=== Extracted material ===
=====
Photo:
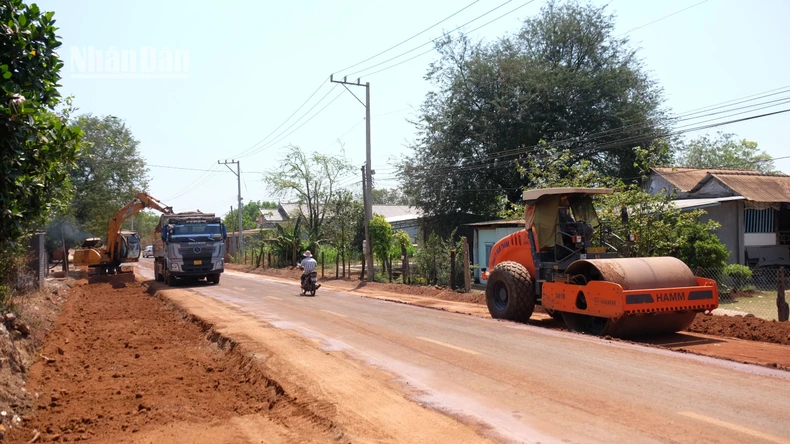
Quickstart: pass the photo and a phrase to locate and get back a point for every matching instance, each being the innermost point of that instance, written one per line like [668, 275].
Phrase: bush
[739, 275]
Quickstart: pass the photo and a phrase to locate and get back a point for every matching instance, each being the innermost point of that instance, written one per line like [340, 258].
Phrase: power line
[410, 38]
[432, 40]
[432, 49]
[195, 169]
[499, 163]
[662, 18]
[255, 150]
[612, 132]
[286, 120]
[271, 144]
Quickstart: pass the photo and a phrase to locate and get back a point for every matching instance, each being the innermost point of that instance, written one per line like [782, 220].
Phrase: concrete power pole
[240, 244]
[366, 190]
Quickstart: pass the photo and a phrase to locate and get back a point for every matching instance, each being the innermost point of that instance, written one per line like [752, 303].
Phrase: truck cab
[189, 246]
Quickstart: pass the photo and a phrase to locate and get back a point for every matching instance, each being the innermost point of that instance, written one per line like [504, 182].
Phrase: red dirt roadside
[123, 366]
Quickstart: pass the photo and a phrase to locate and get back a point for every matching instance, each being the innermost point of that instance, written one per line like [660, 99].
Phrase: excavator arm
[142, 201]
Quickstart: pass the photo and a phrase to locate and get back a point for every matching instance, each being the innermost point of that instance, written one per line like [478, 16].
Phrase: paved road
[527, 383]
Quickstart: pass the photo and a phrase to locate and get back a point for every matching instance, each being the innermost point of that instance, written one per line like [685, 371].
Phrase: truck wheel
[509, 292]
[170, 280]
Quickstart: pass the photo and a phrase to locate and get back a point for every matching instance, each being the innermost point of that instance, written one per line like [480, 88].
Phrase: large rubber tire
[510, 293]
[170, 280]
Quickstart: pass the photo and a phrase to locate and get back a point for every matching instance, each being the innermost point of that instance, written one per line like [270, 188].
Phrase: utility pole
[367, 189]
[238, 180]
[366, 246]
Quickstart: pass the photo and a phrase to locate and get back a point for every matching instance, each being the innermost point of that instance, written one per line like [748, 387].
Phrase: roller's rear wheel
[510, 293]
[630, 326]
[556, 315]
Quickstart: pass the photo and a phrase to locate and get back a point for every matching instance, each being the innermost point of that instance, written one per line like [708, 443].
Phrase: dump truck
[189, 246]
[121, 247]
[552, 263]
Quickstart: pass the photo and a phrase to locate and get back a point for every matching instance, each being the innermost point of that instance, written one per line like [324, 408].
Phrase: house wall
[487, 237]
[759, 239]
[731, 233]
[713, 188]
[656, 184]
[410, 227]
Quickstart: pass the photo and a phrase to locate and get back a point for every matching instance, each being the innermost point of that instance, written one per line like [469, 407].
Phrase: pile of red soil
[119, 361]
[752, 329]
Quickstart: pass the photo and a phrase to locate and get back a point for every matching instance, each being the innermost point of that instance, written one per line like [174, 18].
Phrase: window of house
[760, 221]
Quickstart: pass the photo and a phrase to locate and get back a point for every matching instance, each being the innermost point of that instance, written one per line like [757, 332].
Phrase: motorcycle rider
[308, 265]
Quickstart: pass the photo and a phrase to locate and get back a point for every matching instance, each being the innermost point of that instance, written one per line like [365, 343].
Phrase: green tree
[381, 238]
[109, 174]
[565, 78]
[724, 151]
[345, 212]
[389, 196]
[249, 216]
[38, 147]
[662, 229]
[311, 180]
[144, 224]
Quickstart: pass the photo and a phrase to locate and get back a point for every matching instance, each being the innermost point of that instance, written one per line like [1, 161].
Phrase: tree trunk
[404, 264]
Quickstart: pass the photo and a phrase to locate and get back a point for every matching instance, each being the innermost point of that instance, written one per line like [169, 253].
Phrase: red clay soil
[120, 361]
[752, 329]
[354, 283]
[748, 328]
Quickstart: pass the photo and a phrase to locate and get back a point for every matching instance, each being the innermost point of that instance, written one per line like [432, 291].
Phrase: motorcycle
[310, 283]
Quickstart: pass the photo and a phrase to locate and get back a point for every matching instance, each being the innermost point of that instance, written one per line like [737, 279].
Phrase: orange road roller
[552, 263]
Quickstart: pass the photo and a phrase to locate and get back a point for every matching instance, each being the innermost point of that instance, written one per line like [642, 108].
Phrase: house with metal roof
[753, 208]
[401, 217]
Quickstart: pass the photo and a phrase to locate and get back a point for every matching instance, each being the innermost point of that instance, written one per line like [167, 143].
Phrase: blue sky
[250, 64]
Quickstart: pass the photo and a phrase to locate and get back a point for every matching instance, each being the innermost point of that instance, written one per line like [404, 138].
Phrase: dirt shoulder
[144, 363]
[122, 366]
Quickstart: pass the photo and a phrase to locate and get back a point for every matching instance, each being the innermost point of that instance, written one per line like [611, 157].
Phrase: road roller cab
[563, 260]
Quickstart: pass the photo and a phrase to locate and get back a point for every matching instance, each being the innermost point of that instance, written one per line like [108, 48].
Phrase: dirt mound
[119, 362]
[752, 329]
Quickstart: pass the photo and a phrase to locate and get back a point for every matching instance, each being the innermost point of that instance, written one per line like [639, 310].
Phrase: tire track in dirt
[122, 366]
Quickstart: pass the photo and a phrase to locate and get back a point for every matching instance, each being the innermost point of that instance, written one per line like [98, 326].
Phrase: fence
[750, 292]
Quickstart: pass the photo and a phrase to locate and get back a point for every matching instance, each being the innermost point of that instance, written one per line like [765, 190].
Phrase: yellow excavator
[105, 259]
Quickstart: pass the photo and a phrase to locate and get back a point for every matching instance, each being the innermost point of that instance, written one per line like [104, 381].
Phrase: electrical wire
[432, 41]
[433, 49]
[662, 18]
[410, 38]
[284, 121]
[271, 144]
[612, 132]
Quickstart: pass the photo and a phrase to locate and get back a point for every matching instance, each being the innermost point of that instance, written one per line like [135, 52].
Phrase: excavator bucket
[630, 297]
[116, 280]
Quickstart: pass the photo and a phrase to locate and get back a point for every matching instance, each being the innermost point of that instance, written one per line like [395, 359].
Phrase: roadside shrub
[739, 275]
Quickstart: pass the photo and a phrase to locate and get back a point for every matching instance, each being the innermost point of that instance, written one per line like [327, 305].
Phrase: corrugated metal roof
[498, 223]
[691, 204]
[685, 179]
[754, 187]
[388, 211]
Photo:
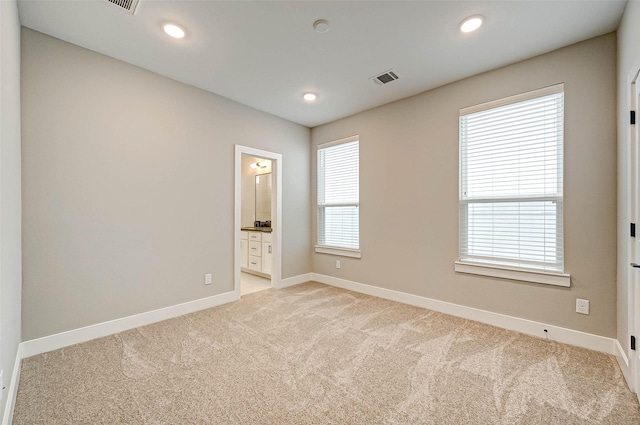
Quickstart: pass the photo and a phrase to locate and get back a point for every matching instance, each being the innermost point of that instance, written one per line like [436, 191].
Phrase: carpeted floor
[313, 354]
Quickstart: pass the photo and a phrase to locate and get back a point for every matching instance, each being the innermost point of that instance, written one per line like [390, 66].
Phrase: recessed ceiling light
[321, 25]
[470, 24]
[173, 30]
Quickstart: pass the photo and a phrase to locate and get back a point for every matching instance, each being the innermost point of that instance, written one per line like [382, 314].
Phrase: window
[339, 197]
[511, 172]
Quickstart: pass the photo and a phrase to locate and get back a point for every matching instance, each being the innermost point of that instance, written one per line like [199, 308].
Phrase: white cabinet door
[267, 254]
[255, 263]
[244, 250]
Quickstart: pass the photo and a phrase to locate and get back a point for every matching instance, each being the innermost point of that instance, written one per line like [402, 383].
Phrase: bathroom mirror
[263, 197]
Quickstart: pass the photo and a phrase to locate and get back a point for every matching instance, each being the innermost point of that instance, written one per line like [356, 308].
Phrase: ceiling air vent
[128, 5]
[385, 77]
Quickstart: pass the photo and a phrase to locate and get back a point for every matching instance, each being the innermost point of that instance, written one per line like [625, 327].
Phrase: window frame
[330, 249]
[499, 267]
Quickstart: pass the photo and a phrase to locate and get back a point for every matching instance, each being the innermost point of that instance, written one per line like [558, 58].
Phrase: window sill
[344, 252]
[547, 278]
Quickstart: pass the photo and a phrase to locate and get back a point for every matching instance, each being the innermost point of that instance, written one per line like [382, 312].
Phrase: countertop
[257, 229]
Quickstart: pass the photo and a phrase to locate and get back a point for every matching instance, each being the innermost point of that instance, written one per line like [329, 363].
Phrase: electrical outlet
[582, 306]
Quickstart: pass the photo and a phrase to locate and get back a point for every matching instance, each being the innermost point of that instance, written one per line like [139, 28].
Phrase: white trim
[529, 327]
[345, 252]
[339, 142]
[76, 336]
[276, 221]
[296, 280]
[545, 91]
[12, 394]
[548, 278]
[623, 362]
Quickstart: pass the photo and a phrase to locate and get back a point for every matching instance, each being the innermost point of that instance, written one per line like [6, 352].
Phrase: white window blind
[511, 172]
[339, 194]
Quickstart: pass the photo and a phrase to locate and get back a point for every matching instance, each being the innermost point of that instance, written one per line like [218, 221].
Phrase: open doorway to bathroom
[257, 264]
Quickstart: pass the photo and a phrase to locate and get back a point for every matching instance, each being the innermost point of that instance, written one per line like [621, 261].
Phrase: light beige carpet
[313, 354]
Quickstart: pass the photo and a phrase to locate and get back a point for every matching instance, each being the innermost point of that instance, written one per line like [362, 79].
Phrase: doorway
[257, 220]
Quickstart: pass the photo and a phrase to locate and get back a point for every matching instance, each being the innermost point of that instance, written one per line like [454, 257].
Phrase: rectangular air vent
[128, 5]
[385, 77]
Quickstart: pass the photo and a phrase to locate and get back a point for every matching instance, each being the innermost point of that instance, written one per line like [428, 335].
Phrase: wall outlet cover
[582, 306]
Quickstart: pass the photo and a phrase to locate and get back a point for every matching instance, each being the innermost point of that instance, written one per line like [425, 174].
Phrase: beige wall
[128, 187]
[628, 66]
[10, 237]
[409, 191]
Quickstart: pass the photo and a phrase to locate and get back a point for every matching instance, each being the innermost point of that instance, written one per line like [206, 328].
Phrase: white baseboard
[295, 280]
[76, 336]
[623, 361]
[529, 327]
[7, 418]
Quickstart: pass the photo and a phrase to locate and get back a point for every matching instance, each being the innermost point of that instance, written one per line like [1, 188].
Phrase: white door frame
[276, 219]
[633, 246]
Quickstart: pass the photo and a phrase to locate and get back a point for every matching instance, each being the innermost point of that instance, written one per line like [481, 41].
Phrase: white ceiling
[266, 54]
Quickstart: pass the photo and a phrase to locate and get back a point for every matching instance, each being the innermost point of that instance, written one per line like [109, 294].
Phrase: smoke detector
=====
=== What is being asked ===
The lines to reproduce run from the one that contains "like [362, 79]." through the last line above; copy them exactly.

=== Task output ===
Quickstart: pass the photo and a phrase to locate and get back a point for every matching instance, each being the innermost point of that instance, written one per line like [362, 79].
Phrase: doorway
[257, 220]
Quickstart: pass the photo and a phrase to locate and get back a point for every matching instance, each being the innermost point of that instance, written one per line like [454, 257].
Phrase: rectangular air vent
[128, 5]
[385, 77]
Quickstart: pass the photo and a phrase to locate and get back a point for every matching instance, each being the innermost point of that instance, written one per line like [428, 335].
Phrase: wall outlet cover
[582, 306]
Quickstart: pass the photo and a phrase to locate and get back a point for every matching instance, each being the innermost point of that instance, written one per line like [425, 174].
Phrase: beige wall
[128, 187]
[628, 66]
[10, 237]
[409, 191]
Quickstart: pass the photo and a phrase to locate and get back a point for every matching instance, each being the innermost point of that instance, written one per line like [206, 328].
Phrase: white baseboard
[295, 280]
[76, 336]
[623, 361]
[529, 327]
[7, 418]
Quickstart: pass the photo and a phrase to locate and get back a point for every matching instance, each being the innermost point of that instance, written one per line like [1, 188].
Phrase: white door frame
[276, 219]
[633, 246]
Quickstart: pass the photo and a phrase to locate and get back a point for every matching instance, each being the innermost point of that instance, written one per line like [481, 41].
Phrase: white ceiling
[266, 54]
Quickstart: pass the photo and a phrase to locate and get back a point for every matching instance, each being the innermost point of that instance, written one per line like [109, 294].
Phrase: smoke detector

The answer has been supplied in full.